Page extract Start Marker
Contextualizing Khujo’s words, their magnitude and meaning, may take a while, especially for someone even remotely familiar with his oeuvre. This is, after all, the same dude who graced the national stage on his group’s debut single, “Cell Therapy”, urging you to “use that tool, between your two shoulders.” Such unexpected didacticism, the strains of ghetto knowledge found in the traces of emptied cigars and the residue of potent verses, has always been typical of the wordsmith’s work, whether solo or with his brethren. “Cell Therapy” introduced the country to a haunting, dystopian future, the likes of which even Nostradamus may have shied from, starting with the opening syllables of Khujo’s leadoff 16.

Such subjects and their reflections of a social commentary far too lucid for fabrication were artfully conveyed through a stark, rugged delivery endemic of the north west Atlanta streets—and woods—that raised him. In much of Goodie Mob’s early recordings Khujo rhymed first, assaulting audiences with an over-enunciated baritone that belied the deft nimbleness of a flow effortlessly panning from molecular biology to street survival, osmosis to gangsta shit. With him on the track, songs were suddenly serious, important, and more than just a little at odds with the carefree nature of much of today’s music—and even a fair amount of yesterday’s.
Page extract End Marker
Records shown Start Marker
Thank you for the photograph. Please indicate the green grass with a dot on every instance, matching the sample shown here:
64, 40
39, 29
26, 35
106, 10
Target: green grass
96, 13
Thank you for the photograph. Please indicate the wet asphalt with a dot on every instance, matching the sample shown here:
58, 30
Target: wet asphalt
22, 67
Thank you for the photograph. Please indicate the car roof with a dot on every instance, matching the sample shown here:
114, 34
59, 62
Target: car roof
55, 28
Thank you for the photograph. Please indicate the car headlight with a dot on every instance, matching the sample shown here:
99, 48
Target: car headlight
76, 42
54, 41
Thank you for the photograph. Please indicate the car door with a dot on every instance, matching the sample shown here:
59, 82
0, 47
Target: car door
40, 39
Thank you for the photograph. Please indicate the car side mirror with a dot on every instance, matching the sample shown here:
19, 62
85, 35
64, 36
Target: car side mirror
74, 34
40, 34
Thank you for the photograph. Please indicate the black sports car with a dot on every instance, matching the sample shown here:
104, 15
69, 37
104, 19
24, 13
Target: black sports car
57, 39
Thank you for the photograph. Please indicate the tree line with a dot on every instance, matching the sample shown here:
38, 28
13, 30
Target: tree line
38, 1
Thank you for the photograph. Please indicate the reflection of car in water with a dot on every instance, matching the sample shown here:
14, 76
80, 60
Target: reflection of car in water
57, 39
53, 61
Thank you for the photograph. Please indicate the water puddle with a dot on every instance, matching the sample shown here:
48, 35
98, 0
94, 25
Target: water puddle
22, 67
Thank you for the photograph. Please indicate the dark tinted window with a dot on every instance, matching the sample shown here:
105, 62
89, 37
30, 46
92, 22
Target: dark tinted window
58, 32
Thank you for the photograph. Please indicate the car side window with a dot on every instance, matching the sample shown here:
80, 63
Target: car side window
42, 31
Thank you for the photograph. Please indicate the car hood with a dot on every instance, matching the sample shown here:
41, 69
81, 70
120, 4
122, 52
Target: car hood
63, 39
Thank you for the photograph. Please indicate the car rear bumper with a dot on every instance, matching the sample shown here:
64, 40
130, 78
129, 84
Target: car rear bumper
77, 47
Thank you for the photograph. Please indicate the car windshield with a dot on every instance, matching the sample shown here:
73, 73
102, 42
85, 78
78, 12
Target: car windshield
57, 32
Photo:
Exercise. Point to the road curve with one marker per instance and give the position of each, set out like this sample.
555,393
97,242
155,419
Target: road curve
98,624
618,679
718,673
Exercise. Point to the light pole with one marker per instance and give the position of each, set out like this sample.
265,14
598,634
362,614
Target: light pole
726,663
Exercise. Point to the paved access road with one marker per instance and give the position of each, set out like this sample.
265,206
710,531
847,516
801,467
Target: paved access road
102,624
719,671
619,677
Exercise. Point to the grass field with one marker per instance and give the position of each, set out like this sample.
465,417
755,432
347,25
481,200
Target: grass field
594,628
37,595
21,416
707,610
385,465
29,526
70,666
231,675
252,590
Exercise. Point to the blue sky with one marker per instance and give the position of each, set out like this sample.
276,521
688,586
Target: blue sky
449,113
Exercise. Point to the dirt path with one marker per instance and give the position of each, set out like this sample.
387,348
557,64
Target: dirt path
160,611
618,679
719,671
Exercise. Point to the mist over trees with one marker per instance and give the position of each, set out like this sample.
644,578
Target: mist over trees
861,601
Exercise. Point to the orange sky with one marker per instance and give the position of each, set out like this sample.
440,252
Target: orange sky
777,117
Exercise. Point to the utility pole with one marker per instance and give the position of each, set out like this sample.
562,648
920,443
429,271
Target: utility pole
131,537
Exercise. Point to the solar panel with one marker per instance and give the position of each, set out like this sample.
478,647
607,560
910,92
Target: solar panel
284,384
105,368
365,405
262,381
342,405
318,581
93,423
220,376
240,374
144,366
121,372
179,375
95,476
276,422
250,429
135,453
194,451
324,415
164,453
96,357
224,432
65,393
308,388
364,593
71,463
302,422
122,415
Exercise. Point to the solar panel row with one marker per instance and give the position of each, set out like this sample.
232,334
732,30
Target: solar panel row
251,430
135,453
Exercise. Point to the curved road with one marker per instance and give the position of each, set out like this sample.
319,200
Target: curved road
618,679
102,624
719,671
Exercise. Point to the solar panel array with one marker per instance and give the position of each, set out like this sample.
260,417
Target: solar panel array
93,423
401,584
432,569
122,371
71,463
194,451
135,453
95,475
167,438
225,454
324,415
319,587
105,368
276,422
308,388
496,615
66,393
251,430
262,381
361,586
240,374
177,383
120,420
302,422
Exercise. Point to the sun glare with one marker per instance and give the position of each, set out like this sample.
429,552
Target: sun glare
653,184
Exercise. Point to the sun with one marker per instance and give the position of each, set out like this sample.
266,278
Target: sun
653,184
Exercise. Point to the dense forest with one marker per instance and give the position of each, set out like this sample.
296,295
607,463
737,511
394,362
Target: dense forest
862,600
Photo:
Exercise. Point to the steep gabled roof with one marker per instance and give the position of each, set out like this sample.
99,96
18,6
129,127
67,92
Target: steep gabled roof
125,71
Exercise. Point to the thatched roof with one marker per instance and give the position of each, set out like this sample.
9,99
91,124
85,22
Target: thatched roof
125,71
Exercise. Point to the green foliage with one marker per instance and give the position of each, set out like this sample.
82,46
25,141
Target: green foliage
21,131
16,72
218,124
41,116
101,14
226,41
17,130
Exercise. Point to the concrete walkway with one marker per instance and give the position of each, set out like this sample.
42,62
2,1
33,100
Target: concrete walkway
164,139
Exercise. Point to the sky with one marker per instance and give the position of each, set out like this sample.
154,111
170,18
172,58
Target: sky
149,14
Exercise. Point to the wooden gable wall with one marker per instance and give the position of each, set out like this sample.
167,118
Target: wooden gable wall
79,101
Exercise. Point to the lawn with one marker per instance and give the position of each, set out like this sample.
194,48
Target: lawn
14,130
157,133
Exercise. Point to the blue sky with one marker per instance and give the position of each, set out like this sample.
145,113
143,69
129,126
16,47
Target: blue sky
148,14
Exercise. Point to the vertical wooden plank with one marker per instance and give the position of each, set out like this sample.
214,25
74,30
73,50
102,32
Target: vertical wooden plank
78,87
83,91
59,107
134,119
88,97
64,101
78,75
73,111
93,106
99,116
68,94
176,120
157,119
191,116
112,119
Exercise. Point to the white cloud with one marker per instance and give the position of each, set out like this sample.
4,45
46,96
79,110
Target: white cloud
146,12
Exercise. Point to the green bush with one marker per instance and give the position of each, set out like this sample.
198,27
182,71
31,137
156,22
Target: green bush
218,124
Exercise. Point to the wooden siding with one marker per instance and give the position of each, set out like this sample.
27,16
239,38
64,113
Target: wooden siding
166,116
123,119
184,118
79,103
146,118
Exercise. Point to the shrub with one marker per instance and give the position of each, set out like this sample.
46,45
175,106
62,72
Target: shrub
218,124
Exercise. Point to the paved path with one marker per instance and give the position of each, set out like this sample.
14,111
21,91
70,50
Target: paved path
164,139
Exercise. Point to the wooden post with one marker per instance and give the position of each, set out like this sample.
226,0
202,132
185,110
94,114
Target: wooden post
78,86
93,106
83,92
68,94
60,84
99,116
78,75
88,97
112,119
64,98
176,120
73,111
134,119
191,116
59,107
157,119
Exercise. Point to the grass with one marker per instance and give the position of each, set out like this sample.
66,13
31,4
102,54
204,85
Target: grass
Records shown End Marker
» **Work order 1**
Condense the paragraph of the Khujo excerpt that begins "Such subjects and their reflections" into a shorter version that keeps its main facts.
» **Work order 2**
Transcribe the Khujo excerpt word for word from "Contextualizing Khujo’s words, their" to "Khujo’s leadoff 16.".
The entries were drawn from a different source than the Khujo excerpt.

» **Reply 1**
Khujo delivered his lucid social commentary in a stark, rugged style shaped by the north west Atlanta streets and woods that raised him. On many of Goodie Mob's early recordings he rhymed first. His over-enunciated baritone hid a nimble flow that moved easily between topics like molecular biology and osmosis and street survival. His presence made songs serious and important, setting them apart from the carefree tone of much music today and even from earlier times.

» **Reply 2**
Contextualizing Khujo’s words, their magnitude and meaning, may take a while, especially for someone even remotely familiar with his oeuvre. This is, after all, the same dude who graced the national stage on his group’s debut single, “Cell Therapy”, urging you to “use that tool, between your two shoulders.” Such unexpected didacticism, the strains of ghetto knowledge found in the traces of emptied cigars and the residue of potent verses, has always been typical of the wordsmith’s work, whether solo or with his brethren. “Cell Therapy” introduced the country to a haunting, dystopian future, the likes of which even Nostradamus may have shied from, starting with the opening syllables of Khujo’s leadoff 16.